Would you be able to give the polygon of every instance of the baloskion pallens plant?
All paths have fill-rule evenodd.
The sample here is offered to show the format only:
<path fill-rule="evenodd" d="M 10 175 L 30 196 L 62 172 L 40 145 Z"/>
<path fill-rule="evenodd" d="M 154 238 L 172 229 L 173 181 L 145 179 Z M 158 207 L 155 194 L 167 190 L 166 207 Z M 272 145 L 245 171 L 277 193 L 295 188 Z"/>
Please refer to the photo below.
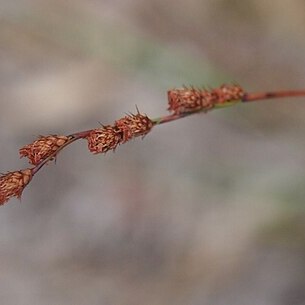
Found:
<path fill-rule="evenodd" d="M 246 93 L 239 85 L 222 85 L 215 89 L 197 89 L 183 87 L 168 91 L 168 110 L 171 114 L 150 119 L 137 109 L 135 114 L 126 115 L 113 125 L 76 132 L 71 135 L 40 136 L 31 144 L 19 150 L 21 157 L 26 157 L 32 167 L 8 172 L 0 176 L 0 205 L 11 197 L 20 198 L 24 188 L 37 172 L 58 153 L 76 140 L 85 139 L 88 149 L 94 154 L 115 150 L 119 145 L 147 135 L 154 126 L 168 123 L 195 113 L 206 113 L 212 109 L 224 108 L 237 103 L 259 101 L 270 98 L 305 96 L 305 91 L 277 91 Z"/>

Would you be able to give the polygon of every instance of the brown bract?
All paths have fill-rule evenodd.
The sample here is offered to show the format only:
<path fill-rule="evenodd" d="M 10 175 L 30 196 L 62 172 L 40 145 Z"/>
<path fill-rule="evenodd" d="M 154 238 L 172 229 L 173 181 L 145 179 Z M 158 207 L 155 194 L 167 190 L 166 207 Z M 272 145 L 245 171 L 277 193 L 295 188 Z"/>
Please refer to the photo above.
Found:
<path fill-rule="evenodd" d="M 20 198 L 23 189 L 32 177 L 32 170 L 29 168 L 3 174 L 0 177 L 0 205 L 3 205 L 11 197 Z"/>
<path fill-rule="evenodd" d="M 92 130 L 86 137 L 88 149 L 94 154 L 115 150 L 119 144 L 146 135 L 152 127 L 153 122 L 146 115 L 137 113 L 125 116 L 115 121 L 113 126 Z"/>
<path fill-rule="evenodd" d="M 112 126 L 93 129 L 87 136 L 88 149 L 94 153 L 106 153 L 115 150 L 121 142 L 120 134 Z"/>
<path fill-rule="evenodd" d="M 19 150 L 20 157 L 27 157 L 31 164 L 37 165 L 53 154 L 68 140 L 69 137 L 66 136 L 40 136 L 38 140 L 31 144 L 25 145 Z"/>
<path fill-rule="evenodd" d="M 146 115 L 137 113 L 115 121 L 115 127 L 122 133 L 122 143 L 125 143 L 134 137 L 144 136 L 149 133 L 153 123 Z"/>
<path fill-rule="evenodd" d="M 169 90 L 167 95 L 168 110 L 173 111 L 174 114 L 182 114 L 196 111 L 207 112 L 217 104 L 240 100 L 244 96 L 244 91 L 238 85 L 222 85 L 212 90 L 184 87 Z"/>

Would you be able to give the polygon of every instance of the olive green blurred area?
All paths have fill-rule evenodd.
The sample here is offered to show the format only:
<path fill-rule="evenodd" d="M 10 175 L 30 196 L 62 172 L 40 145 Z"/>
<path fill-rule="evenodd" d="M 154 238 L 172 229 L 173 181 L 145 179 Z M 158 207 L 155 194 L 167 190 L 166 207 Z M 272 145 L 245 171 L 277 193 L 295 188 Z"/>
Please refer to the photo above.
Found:
<path fill-rule="evenodd" d="M 168 89 L 305 88 L 305 3 L 0 1 L 0 169 Z M 0 209 L 0 304 L 305 304 L 305 99 L 65 149 Z"/>

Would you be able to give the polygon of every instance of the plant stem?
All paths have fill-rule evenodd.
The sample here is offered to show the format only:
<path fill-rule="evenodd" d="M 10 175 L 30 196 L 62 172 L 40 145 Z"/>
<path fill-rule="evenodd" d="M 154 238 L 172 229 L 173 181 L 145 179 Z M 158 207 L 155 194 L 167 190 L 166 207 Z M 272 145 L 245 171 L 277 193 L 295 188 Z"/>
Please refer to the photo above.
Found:
<path fill-rule="evenodd" d="M 267 100 L 267 99 L 274 99 L 274 98 L 284 98 L 284 97 L 305 97 L 305 90 L 288 90 L 288 91 L 274 91 L 274 92 L 261 92 L 261 93 L 246 93 L 242 100 L 240 101 L 233 101 L 233 102 L 227 102 L 224 104 L 215 105 L 214 109 L 220 109 L 228 106 L 233 106 L 239 102 L 248 103 L 248 102 L 255 102 L 255 101 L 261 101 L 261 100 Z M 187 113 L 180 113 L 180 114 L 170 114 L 161 116 L 159 118 L 152 119 L 152 122 L 154 125 L 161 125 L 164 123 L 169 123 L 178 119 L 182 119 L 184 117 L 190 116 L 195 113 L 202 113 L 202 110 L 196 110 L 191 111 Z M 206 112 L 206 111 L 205 111 Z M 60 146 L 56 151 L 54 151 L 48 158 L 41 161 L 39 164 L 37 164 L 35 167 L 32 168 L 32 175 L 34 176 L 45 164 L 47 164 L 49 161 L 56 158 L 57 154 L 64 149 L 66 146 L 72 144 L 73 142 L 86 138 L 90 132 L 94 129 L 86 130 L 86 131 L 80 131 L 73 133 L 69 136 L 69 140 Z"/>

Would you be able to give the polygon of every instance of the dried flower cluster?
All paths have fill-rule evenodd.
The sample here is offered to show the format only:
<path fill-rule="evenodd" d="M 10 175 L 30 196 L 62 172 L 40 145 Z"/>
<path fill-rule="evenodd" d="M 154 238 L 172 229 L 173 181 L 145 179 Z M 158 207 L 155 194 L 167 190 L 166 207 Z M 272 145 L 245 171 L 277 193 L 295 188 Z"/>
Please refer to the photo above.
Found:
<path fill-rule="evenodd" d="M 145 136 L 152 127 L 153 122 L 146 115 L 131 114 L 115 121 L 113 126 L 93 129 L 87 136 L 88 148 L 94 154 L 106 153 L 132 138 Z"/>
<path fill-rule="evenodd" d="M 20 198 L 33 176 L 50 160 L 56 158 L 60 150 L 76 140 L 86 139 L 89 151 L 94 154 L 106 153 L 135 137 L 144 137 L 155 125 L 180 119 L 187 114 L 198 111 L 207 112 L 215 107 L 231 105 L 240 100 L 249 102 L 288 96 L 305 96 L 305 91 L 246 94 L 238 85 L 222 85 L 212 90 L 184 87 L 168 91 L 168 110 L 172 112 L 170 115 L 151 120 L 138 110 L 136 114 L 126 115 L 115 121 L 113 125 L 74 133 L 70 136 L 40 136 L 33 143 L 19 150 L 20 156 L 28 158 L 29 163 L 33 165 L 32 168 L 0 175 L 0 205 L 11 197 Z"/>
<path fill-rule="evenodd" d="M 27 157 L 31 164 L 37 165 L 56 152 L 68 140 L 69 137 L 66 136 L 40 136 L 38 140 L 20 148 L 20 157 Z"/>
<path fill-rule="evenodd" d="M 168 91 L 168 110 L 174 114 L 207 112 L 216 105 L 241 100 L 245 94 L 239 85 L 222 85 L 212 90 L 181 88 Z"/>
<path fill-rule="evenodd" d="M 32 179 L 32 170 L 24 169 L 3 174 L 0 177 L 0 205 L 11 197 L 21 197 L 23 189 Z"/>

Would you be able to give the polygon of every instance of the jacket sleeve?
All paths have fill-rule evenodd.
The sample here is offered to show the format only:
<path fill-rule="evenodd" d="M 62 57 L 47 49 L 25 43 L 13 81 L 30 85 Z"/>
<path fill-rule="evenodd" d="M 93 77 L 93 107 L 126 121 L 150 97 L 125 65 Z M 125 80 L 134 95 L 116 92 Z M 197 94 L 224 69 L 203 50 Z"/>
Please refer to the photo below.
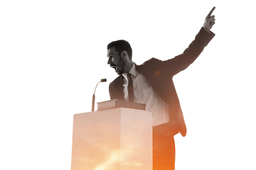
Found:
<path fill-rule="evenodd" d="M 174 58 L 164 62 L 164 68 L 171 76 L 186 69 L 199 56 L 204 47 L 213 39 L 215 34 L 210 31 L 208 33 L 203 28 L 196 35 L 195 40 L 189 45 L 185 51 Z"/>

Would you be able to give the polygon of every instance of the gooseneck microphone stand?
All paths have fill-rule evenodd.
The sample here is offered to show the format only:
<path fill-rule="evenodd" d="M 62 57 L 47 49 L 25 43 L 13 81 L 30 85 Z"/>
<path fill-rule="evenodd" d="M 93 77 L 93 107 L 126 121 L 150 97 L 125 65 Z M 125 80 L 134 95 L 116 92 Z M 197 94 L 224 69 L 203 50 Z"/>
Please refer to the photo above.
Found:
<path fill-rule="evenodd" d="M 94 111 L 94 108 L 95 108 L 95 91 L 96 91 L 96 88 L 97 86 L 97 85 L 99 84 L 99 83 L 100 82 L 106 82 L 107 81 L 107 79 L 102 79 L 100 80 L 100 82 L 97 83 L 97 84 L 96 85 L 96 87 L 95 89 L 95 92 L 92 95 L 92 111 Z"/>

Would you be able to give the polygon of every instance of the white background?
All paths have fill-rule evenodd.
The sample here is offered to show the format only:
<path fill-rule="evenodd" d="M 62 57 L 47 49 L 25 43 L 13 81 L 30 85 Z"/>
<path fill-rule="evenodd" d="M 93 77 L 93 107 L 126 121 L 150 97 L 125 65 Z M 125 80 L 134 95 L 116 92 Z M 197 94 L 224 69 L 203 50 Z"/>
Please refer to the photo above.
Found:
<path fill-rule="evenodd" d="M 93 1 L 93 2 L 92 2 Z M 253 1 L 0 2 L 0 169 L 70 169 L 73 116 L 110 100 L 107 45 L 137 64 L 183 52 L 215 6 L 215 37 L 174 76 L 187 125 L 176 169 L 256 169 Z"/>

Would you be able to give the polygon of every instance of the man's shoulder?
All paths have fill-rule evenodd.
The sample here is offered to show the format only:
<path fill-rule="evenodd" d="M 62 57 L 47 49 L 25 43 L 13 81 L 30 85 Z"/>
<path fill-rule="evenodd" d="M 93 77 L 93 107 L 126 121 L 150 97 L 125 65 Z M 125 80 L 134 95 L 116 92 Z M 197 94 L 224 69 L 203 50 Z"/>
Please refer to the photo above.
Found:
<path fill-rule="evenodd" d="M 157 63 L 161 63 L 162 61 L 161 61 L 160 60 L 156 59 L 156 58 L 151 58 L 149 60 L 144 62 L 142 64 L 139 65 L 139 67 L 147 67 L 147 66 L 151 66 L 152 64 L 155 65 Z"/>
<path fill-rule="evenodd" d="M 110 84 L 110 86 L 114 86 L 115 84 L 118 84 L 121 83 L 122 81 L 122 75 L 119 75 L 117 78 L 115 78 Z"/>

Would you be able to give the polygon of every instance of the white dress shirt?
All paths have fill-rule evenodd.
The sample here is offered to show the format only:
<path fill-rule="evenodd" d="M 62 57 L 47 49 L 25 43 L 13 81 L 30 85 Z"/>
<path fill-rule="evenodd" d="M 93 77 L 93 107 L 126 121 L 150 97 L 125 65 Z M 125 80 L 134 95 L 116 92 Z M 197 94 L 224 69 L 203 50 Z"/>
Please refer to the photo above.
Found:
<path fill-rule="evenodd" d="M 153 114 L 153 126 L 169 122 L 169 106 L 153 89 L 146 78 L 135 69 L 133 64 L 129 71 L 133 81 L 134 102 L 146 104 L 146 110 Z M 127 73 L 122 74 L 124 77 L 124 100 L 129 101 Z"/>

**Stated task**
Can you rewrite the lines from the one containing "dried flower cluster?" up to and including the one containing "20 198 L 33", putting "layout" in place of "format" and keeping everything else the same?

**Written solution**
Would you be able to give the polygon of every instance of the dried flower cluster?
All paths have fill-rule evenodd.
The sample here is offered to show the layout only:
<path fill-rule="evenodd" d="M 10 175 L 30 196 L 62 172 L 40 145 Z"/>
<path fill-rule="evenodd" d="M 154 238 L 172 229 L 173 181 L 145 179 Z M 158 207 L 155 194 L 167 190 L 166 207 Z M 272 145 L 245 171 L 277 193 L 295 188 Z"/>
Please refer to the photo above.
Found:
<path fill-rule="evenodd" d="M 145 136 L 152 127 L 153 122 L 146 115 L 131 114 L 115 121 L 113 126 L 93 129 L 87 136 L 88 148 L 94 154 L 106 153 L 132 138 Z"/>
<path fill-rule="evenodd" d="M 20 198 L 33 176 L 50 160 L 56 158 L 60 150 L 76 140 L 86 139 L 89 151 L 94 154 L 106 153 L 135 137 L 144 137 L 155 125 L 180 119 L 187 114 L 198 111 L 207 112 L 215 107 L 231 105 L 240 100 L 249 102 L 288 96 L 305 96 L 305 91 L 246 94 L 238 85 L 222 85 L 212 90 L 184 87 L 168 91 L 168 110 L 172 112 L 170 115 L 151 120 L 138 110 L 136 114 L 126 115 L 115 121 L 113 125 L 74 133 L 70 136 L 40 136 L 33 143 L 19 150 L 20 156 L 28 158 L 29 163 L 33 165 L 32 168 L 0 175 L 0 205 L 11 197 Z"/>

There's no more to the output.